**REQUIREMENT**
Each entry should be written out again exactly, so that nothing is lost.

**DATA UNDER STUDY**
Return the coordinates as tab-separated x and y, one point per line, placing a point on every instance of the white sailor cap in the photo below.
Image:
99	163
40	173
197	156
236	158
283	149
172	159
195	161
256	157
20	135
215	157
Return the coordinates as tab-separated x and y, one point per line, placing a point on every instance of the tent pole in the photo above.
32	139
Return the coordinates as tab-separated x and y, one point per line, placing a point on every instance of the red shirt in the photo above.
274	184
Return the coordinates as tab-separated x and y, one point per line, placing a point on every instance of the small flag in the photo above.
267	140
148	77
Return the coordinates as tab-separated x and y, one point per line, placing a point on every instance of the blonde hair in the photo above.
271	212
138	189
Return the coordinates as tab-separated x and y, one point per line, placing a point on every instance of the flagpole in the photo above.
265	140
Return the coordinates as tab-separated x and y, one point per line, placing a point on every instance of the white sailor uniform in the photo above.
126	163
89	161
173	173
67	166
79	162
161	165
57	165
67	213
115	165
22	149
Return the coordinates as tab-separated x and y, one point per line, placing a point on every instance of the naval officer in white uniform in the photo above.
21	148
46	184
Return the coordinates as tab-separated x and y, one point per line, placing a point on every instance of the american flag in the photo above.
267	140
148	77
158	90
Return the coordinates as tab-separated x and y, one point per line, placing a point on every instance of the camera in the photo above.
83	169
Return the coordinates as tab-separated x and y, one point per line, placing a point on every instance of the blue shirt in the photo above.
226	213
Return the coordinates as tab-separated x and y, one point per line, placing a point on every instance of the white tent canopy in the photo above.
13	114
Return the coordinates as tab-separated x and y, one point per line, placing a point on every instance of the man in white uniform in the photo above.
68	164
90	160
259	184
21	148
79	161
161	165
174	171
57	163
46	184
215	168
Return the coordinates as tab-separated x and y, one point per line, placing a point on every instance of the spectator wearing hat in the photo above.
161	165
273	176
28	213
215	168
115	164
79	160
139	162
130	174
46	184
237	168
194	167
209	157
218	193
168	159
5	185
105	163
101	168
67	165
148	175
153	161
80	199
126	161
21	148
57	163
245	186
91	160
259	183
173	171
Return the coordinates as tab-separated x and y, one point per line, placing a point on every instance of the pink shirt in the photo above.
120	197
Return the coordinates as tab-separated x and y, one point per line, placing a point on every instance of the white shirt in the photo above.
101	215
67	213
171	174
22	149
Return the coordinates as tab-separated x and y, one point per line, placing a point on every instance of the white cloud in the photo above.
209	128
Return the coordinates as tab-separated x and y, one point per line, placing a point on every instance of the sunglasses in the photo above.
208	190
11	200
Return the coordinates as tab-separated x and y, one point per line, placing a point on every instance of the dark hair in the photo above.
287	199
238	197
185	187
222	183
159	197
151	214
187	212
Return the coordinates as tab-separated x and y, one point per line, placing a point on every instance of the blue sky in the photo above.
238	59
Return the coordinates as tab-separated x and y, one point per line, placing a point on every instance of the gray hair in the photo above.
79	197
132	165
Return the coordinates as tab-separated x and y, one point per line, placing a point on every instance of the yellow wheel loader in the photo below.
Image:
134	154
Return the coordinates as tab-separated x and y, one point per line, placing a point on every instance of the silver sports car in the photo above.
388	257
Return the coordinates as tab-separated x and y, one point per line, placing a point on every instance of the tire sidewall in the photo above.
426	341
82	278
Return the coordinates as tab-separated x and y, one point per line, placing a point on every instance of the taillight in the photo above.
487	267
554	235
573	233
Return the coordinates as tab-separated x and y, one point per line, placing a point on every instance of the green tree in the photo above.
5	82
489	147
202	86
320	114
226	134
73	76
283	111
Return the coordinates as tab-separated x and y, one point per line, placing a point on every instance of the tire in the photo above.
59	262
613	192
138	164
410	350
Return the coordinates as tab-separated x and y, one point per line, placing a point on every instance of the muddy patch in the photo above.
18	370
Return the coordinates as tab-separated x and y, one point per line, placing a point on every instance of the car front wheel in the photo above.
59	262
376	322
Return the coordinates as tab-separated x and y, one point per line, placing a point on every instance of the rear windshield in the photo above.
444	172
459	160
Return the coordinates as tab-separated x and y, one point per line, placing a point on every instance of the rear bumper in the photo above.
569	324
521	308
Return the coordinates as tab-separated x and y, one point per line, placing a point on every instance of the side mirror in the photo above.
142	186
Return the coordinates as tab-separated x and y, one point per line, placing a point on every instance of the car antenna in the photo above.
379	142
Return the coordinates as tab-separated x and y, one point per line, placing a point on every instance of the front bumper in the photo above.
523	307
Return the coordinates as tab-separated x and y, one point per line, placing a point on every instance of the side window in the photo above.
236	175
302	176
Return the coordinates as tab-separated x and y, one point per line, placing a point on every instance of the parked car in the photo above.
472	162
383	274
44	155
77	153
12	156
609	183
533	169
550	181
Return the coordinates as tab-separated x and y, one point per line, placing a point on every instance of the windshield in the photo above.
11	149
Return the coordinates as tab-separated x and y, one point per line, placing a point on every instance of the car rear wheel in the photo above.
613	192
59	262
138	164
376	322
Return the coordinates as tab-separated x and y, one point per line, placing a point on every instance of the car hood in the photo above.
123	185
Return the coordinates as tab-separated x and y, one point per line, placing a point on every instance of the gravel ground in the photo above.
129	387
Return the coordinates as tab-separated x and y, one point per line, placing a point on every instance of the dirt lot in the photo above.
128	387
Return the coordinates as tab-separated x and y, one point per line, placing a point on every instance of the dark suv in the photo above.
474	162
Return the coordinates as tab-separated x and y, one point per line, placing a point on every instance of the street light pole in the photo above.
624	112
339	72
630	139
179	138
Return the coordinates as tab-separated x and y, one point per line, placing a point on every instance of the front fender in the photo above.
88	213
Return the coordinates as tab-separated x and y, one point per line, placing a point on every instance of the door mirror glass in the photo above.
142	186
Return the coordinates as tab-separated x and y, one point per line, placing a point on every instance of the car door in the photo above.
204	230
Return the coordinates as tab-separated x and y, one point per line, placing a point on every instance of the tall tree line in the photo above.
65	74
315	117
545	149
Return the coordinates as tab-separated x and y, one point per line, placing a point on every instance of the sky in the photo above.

**SOLUTION TO THE PROBLEM**
Return the coordinates as tab-separated x and y, one point per line, placing a point on every instance of the white sailor cap in the photo below.
Image:
99	163
40	173
197	156
236	158
283	149
172	159
195	161
256	157
20	135
215	157
Return the coordinates as tab-separated x and y, one point per line, placing a point on every instance of the tent pole in the photo above.
32	139
Return the coordinates as tab-separated x and y, one point per line, placing a point on every instance of the red shirt in the photo above.
274	184
Return the coordinates as tab-separated x and y, one point per line, placing a point on every instance of the small flag in the photo above.
267	140
148	77
Return the coordinates as tab-separated x and y, one point per line, placing a point on every instance of the blonde hair in the photo above.
271	212
138	189
Return the coordinates as tab-separated x and y, one point per line, placing a point on every instance of the flagpole in the photo above.
265	140
Return the coordinates as tab-separated x and y, one point per line, placing a point on every instance of the white sailor uniform in the photo above.
126	163
89	161
173	173
67	166
79	162
161	165
57	165
67	213
115	165
22	149
Return the coordinates as tab-separated x and y, one point per line, placing a point on every instance of the naval officer in white uniform in the photo above.
21	148
46	184
Return the coordinates as tab-separated x and y, one point per line, placing a point on every instance of the american flag in the photo above.
267	140
148	77
158	90
Return the coordinates as tab-separated x and y, one point per line, placing a point on every instance of the camera in the photo above.
83	169
Return the coordinates as tab-separated x and y, one point per line, placing a point on every instance of the blue shirt in the photo above.
226	213
Return the coordinates as tab-separated x and y, one point per line, placing a point on every instance of the white tent canopy in the photo above.
13	114
Return the coordinates as tab-separated x and y, one point per line, placing a point on every instance of the man in white uniform in the photo above.
68	164
90	160
259	184
21	148
79	161
161	165
174	171
57	163
46	184
215	168
Return the coordinates as tab-separated x and y, one point per line, placing a point on every instance of the spectator wearing hat in the photo above.
161	165
273	176
28	213
215	168
115	164
79	160
139	162
130	174
46	184
237	168
194	167
209	157
218	193
168	159
5	185
105	163
101	168
67	165
148	175
153	161
80	199
126	161
21	148
57	163
245	186
91	160
259	183
173	171
Return the coordinates as tab-separated x and y, one point per line, placing a point on every instance of the pink shirt in the photo above.
120	197
Return the coordinates as tab-separated x and y, one point per line, placing a point on every instance of the white shirt in the photo above.
101	215
67	213
171	174
22	149
Return the coordinates as tab-separated x and y, one point per line, placing a point on every instance of the white cloud in the photo above.
209	128
Return the coordinates as tab-separated x and y, one point per line, placing a point on every instance of the sunglasses in the photo above.
208	190
11	200
Return the coordinates as tab-separated x and y, one point per line, placing a point on every instance of the dark hair in the photo above.
287	199
238	197
185	187
222	183
159	197
151	214
187	212
Return the coordinates as tab-separated x and y, one point per line, placing a point on every instance of the blue sky in the photo above.
238	59
Return the coordinates as tab-separated x and y, one point per line, placing a point on every instance of the gray hair in the photo above.
79	197
132	165
Return the coordinates as tab-separated x and y, one point per line, placing a point on every instance of the yellow wheel loader in the photo below.
Image:
134	154
Return the coordinates as tab-separated x and y, one point per line, placing a point on every instance of the silver sports car in the photo above.
388	257
Return the coordinates as tab-separated x and y, one point per line, placing a point on every instance of the tire sidewall in the photo above.
426	341
82	278
Return the coordinates as tab-separated x and y, one point per line, placing a point on every instance of the taillight in the photo above.
487	267
554	235
573	233
Return the coordinates as tab-separated x and y, one point per line, placing a point on every instance of the green tree in the photo above.
5	82
489	147
202	86
320	114
226	134
73	76
283	111
Return the coordinates as tab-separated x and y, one point per line, placing a point on every instance of the tire in the photo above.
59	262
613	192
138	164
410	350
Return the coordinates as tab-separated x and y, one point per line, placing a point on every instance of the muddy patch in the photo above.
18	370
Return the coordinates as tab-separated x and y, one point per line, placing a point on every instance of the car front wheel in the photo above.
59	262
376	322
Return the coordinates as tab-separated x and y, one point per line, placing a point on every instance of the rear windshield in the photo above.
444	172
459	160
Return the coordinates as tab-separated x and y, one point per line, placing a point on every instance of the rear bumper in the photo above.
569	324
521	308
Return the coordinates as tab-separated x and y, one point per line, placing a point on every instance of the side mirror in the photo above.
142	186
Return the coordinates as tab-separated x and y, one point per line, placing a point on every instance of the car antenna in the photo above.
379	142
Return the coordinates as tab-separated x and y, one point per line, placing a point on every instance of the front bumper in the photo above.
523	307
Return the coordinates as tab-separated x and y, one point per line, placing a point on every instance of the side window in the photo above.
236	175
302	176
Return the coordinates as tab-separated x and y, one point per line, placing a point on every instance of the parked car in the photo above.
472	162
383	274
44	155
77	153
12	156
609	183
533	169
550	181
Return the coordinates as tab-separated x and y, one point per line, placing a point on every instance of the windshield in the photo above.
11	149
Return the coordinates as tab-separated x and y, one point per line, placing a point on every instance of the car rear wheel in the photo above.
613	192
59	262
138	164
376	322
Return the coordinates as tab-separated x and y, one point per line, placing a point on every instance of the car hood in the photo above.
123	185
Return the coordinates as tab-separated x and y, one point per line, placing a point on every instance of the gravel ground in the photo above.
129	387
Return the coordinates as tab-separated x and y, one point per line, placing a point on every instance of the dirt lot in the photo above.
128	387
Return the coordinates as tab-separated x and y, one point per line, placing a point on every instance of the dark suv in the photo above.
474	162
Return the coordinates as tab-separated x and y, one point per line, placing a point on every instance of the street light pole in the photo above.
624	112
339	72
630	139
179	138
Return the coordinates as tab-separated x and y, one point per line, placing a point on every instance of the front fender in the photo above.
88	213
Return the coordinates as tab-separated x and y, one point per line, placing a point on every instance of the door mirror glass in the photo above.
142	186
Return the coordinates as tab-separated x and y, one point per line, placing a point on every instance of the car door in the photo above.
204	230
Return the coordinates as tab-separated x and y, one point per line, placing a point on every instance of the tall tree line in the photo above.
65	74
315	117
545	149
Return the coordinates as tab-separated x and y, one point per line, placing a point on every instance of the sky in the photo above.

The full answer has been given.